# [Testo di partenza]
----------

Gli oggetti che Mango progetta sono vassoi, fruttiere, coppe per lampade, candelieri, tutti realizzati con una singolare tecnica consistente nel disegnare trame adoperando esclusivamente “spaghetti” di gres trafilato, mediamente dello spessore di 5 mm. Il procedimento era già noto in precedenza ai ceramisti, che lo usavano per intrecciare gli “spaghetti” come vimini, per la composizione dei tradizionali cestelli di ceramica, ma Mango lo impiega in un modo nuovo. Prima di tutto cerca di risolvere il problema tecnico di usare il trafilato nelle sue capacità strutturali, ossia di impiegare lo “spaghetto” in senso portante per la composizione di tralicci leggeri e di strutture filiformi.

In secondo luogo Mango pone la tecnica tradizionale al sevizio di un immaginario del tutto nuovo e di una “visione” in cui il rincorrersi di trame e ordito dà vita a oggetti fantastici, che conservano l’impronta del tipo originario (sono pur sempre piatti, fruttiere, coppette o centrotavola) ma alterandolo e offrendosi allo sguardo come non finiti, come difformi, come anomali, e soprattutto personalizzabili dal singolo artigiano attraverso variazioni ammissibili all’interno di un impianto di regole prefissate.

----------

# [Informazioni estratte]
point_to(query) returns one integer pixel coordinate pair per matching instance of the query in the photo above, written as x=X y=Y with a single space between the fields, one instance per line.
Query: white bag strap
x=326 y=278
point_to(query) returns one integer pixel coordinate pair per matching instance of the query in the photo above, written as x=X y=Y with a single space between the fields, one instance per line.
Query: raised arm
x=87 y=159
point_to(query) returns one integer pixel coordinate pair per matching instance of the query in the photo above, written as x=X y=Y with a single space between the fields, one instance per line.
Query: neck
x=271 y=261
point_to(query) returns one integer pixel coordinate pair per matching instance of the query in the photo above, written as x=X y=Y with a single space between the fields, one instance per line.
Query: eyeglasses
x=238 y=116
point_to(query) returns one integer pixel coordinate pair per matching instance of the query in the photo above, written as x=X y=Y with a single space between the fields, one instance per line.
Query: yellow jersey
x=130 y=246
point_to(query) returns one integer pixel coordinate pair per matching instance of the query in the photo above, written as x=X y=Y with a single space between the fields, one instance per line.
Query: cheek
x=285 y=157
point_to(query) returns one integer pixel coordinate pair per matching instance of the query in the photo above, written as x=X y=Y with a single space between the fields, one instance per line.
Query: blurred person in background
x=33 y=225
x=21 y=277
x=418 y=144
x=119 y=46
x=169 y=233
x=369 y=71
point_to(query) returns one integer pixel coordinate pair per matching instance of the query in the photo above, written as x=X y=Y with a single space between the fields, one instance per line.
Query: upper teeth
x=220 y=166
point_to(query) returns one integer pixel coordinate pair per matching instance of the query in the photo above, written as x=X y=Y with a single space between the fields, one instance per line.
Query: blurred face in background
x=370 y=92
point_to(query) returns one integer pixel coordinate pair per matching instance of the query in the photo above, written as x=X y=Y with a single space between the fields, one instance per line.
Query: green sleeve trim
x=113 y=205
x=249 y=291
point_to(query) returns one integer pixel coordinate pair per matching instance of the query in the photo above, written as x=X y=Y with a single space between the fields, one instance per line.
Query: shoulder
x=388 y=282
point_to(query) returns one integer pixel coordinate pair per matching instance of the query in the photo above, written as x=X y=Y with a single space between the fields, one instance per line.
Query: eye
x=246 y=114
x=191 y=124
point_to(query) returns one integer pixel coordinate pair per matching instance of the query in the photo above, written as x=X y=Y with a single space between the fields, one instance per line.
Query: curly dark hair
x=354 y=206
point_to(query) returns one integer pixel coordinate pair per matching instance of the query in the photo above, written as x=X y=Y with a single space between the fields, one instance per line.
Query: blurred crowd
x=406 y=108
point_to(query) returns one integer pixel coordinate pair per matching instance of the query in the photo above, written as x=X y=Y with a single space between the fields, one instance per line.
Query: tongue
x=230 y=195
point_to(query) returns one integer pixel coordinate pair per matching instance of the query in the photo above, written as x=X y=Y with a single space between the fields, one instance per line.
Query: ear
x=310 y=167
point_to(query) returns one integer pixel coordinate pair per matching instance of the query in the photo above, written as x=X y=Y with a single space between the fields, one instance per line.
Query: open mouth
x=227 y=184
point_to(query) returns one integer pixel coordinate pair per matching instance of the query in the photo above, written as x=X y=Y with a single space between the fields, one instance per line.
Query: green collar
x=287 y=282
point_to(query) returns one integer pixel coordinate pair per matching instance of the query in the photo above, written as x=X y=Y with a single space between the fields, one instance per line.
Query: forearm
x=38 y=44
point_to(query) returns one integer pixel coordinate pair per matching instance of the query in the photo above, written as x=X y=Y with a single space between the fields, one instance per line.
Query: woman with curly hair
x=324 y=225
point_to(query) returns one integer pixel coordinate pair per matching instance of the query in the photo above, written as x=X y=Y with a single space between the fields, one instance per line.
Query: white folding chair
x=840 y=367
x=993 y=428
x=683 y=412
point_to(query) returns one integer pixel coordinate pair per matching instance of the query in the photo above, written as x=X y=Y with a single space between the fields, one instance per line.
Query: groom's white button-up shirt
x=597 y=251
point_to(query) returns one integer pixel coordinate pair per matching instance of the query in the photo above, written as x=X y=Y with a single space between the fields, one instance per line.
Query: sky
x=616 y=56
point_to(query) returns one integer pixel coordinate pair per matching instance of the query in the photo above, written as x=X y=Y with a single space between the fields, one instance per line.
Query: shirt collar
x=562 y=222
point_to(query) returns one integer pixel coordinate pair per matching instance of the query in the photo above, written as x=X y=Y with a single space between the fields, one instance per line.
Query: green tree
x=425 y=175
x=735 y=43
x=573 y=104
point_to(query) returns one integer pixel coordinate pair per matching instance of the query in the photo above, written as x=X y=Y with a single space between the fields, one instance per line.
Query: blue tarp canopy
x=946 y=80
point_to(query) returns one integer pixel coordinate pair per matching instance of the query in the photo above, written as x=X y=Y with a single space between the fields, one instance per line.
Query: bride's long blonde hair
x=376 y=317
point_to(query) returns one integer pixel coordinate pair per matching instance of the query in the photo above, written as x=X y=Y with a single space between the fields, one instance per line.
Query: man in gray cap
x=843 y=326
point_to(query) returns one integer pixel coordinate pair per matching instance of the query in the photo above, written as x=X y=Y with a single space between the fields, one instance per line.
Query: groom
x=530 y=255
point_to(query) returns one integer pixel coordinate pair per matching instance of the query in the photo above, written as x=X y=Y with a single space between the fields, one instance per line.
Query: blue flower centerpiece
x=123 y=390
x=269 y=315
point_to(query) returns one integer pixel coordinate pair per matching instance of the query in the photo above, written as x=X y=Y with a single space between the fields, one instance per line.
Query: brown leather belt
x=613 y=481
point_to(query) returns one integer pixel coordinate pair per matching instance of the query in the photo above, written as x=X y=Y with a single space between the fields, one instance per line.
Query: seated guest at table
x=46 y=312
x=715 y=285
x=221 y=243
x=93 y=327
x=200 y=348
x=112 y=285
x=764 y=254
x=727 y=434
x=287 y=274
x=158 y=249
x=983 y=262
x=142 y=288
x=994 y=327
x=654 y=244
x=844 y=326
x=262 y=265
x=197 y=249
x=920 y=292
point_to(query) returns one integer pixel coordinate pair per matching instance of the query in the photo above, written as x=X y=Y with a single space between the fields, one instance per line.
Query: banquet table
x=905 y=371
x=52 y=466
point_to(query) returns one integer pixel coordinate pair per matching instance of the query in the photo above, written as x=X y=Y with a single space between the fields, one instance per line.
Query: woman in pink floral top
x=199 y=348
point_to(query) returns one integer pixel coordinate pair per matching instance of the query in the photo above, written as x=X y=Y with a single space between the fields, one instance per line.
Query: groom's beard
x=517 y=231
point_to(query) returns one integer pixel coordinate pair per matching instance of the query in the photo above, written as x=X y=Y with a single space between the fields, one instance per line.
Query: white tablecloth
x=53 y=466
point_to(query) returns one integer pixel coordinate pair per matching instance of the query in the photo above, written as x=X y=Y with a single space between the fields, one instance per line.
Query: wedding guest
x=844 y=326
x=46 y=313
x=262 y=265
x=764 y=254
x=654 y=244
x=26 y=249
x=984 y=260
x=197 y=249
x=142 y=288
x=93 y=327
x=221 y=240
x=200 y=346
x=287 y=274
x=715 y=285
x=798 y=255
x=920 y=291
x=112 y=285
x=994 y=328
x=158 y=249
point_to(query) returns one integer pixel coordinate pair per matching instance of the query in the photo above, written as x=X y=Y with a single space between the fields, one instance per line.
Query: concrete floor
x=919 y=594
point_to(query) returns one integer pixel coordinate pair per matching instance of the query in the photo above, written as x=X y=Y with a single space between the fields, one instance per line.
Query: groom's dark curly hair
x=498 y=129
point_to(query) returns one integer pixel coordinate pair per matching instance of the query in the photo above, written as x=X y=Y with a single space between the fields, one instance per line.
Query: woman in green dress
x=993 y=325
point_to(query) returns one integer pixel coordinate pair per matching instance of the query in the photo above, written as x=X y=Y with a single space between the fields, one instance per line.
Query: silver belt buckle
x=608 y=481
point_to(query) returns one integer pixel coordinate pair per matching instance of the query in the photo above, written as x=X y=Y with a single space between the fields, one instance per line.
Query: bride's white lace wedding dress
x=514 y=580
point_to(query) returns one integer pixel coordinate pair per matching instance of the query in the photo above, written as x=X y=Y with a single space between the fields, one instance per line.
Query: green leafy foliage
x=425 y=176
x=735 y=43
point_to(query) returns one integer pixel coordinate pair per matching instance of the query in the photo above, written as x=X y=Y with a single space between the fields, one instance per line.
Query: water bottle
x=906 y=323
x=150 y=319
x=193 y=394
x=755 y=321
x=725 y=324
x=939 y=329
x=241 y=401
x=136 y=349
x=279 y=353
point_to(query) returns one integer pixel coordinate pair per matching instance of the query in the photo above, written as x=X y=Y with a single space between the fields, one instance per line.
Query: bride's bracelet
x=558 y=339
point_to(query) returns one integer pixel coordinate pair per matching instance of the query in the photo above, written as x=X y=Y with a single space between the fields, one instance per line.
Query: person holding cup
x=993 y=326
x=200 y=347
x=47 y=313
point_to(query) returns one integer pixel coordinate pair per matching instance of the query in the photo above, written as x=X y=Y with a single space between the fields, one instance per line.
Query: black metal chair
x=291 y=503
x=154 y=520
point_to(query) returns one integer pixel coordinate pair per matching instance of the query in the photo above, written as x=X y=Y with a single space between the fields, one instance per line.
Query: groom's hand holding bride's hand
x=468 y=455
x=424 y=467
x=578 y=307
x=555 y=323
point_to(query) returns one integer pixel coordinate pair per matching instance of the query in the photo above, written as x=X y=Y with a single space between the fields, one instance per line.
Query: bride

----------

# [Obiettivo del compito]
Ricopia per intero il testo di partenza sugli oggetti in gres di Mango, parola per parola e senza modifiche.

# [Soluzione proposta]
Gli oggetti che Mango progetta sono vassoi, fruttiere, coppe per lampade, candelieri, tutti realizzati con una singolare tecnica consistente nel disegnare trame adoperando esclusivamente “spaghetti” di gres trafilato, mediamente dello spessore di 5 mm. Il procedimento era già noto in precedenza ai ceramisti, che lo usavano per intrecciare gli “spaghetti” come vimini, per la composizione dei tradizionali cestelli di ceramica, ma Mango lo impiega in un modo nuovo. Prima di tutto cerca di risolvere il problema tecnico di usare il trafilato nelle sue capacità strutturali, ossia di impiegare lo “spaghetto” in senso portante per la composizione di tralicci leggeri e di strutture filiformi.

In secondo luogo Mango pone la tecnica tradizionale al sevizio di un immaginario del tutto nuovo e di una “visione” in cui il rincorrersi di trame e ordito dà vita a oggetti fantastici, che conservano l’impronta del tipo originario (sono pur sempre piatti, fruttiere, coppette o centrotavola) ma alterandolo e offrendosi allo sguardo come non finiti, come difformi, come anomali, e soprattutto personalizzabili dal singolo artigiano attraverso variazioni ammissibili all’interno di un impianto di regole prefissate.